• Directive a:
Answer these questions from the Simon and Garfunkel article:
(i) On what date and at which stadium did the Vancouver concert take place?
(ii) Which 1970 album was the duo's last full-length studio collaboration before Think Too Much?
(iii) What did Simon say right after the line "The fact is you don't think as much as you could"?

Don't stand so close to me?

Think Too Much: The S&G Album That Wasn't

Simon and Garfunkel (Feature)

by Robin Platts
September 01, 2010

August 22, 1983. A packed concert at the newly constructed BC Place stadium in Vancouver, British Columbia. Paul Simon and Art Garfunkel are halfway through a set on the last leg of their North American tour, billed as “A Summer Night with Simon and Garfunkel.” 

The summer tour is the latest phase of a successful reunion that began with the 1981 Concert in Central Park. The next step is a new album, titled Think Too Much, Simon and Garfunkel’s first full-length studio collaboration since 1970’s Bridge Over Troubled Water.

 

The first half of the Vancouver concert has gone smoothly, packed with hits from “Cecilia” to “El Condor Pasa,” with a couple of new tunes and respective solo offerings thrown in; but things hit a slight bump in the road as the duo launch into the title track from the Think Too Much album: both miss their entrance and neglect to sing the first line of the song. Then one tries to sing the first line as the other attempts to catch up by singing the second. They are back together in time for the voices to blend on “The fact is you don’t think as much as you could,” which Simon follows with a spoken “huh…yeah.”

 

Twenty-six years ago, that simple “huh…yeah,” sounded like nothing more than a jokey acknowledgement of an onstage screw-up. Today, listening back to a bootleg recording of the Vancouver concert, the aside sounds loaded, perhaps rueful. Maybe that’s just a hindsight-tainted temptation to read too much into it, but the fact is that, on that summer night, Paul Simon had a lot on his mind. One thing weighing on him was the fate of the new Simon and Garfunkel album. Publicly, the Think Too Much LP was expected out following the tour; privately, it was dead in the water, and Simon and Garfunkel’s partnership, which had been on-again and off-again for almost three decades, was about to enter another “off-again” phase.

• Directive b:
In the rows, take the part that opens with the line containing "In this exercise you will locate the white" and closes with the line containing "<point>361,273</point>". Rewrite only those lines, requests included, with each point coordinate in the answers multiplied by 0.85 and rounded to a whole number, halves rounding up.

(Records from a dataset)
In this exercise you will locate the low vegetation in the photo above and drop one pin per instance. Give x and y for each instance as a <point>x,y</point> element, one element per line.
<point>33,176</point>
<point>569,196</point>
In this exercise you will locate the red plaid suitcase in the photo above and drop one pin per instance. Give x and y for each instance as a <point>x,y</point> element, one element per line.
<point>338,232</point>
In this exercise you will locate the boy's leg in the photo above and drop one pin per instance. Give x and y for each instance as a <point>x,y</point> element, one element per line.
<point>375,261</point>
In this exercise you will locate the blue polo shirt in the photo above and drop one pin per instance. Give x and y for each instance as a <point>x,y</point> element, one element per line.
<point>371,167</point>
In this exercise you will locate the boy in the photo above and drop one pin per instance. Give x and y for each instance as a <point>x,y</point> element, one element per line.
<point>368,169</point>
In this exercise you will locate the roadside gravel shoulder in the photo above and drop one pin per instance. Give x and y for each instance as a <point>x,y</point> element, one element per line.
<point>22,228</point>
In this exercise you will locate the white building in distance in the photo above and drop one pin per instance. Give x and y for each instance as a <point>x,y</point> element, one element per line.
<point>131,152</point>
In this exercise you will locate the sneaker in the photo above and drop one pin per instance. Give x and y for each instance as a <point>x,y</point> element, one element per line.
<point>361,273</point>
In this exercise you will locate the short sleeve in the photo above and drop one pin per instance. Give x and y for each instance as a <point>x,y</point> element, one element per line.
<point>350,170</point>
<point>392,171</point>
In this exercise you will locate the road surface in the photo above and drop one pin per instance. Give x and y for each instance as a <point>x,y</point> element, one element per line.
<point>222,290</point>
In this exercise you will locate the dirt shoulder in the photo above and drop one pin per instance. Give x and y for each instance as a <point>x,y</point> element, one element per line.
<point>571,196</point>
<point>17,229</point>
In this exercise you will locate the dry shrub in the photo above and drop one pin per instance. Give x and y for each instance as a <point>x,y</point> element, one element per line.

• Exercise response a:
(i) August 22, 1983, at BC Place stadium in Vancouver, British Columbia.
(ii) Bridge Over Troubled Water.
(iii) A spoken "huh…yeah."

• Exercise response b:
In this exercise you will locate the white building in distance in the photo above and drop one pin per instance. Give x and y for each instance as a <point>x,y</point> element, one element per line.
<point>111,129</point>
In this exercise you will locate the sneaker in the photo above and drop one pin per instance. Give x and y for each instance as a <point>x,y</point> element, one element per line.
<point>307,232</point>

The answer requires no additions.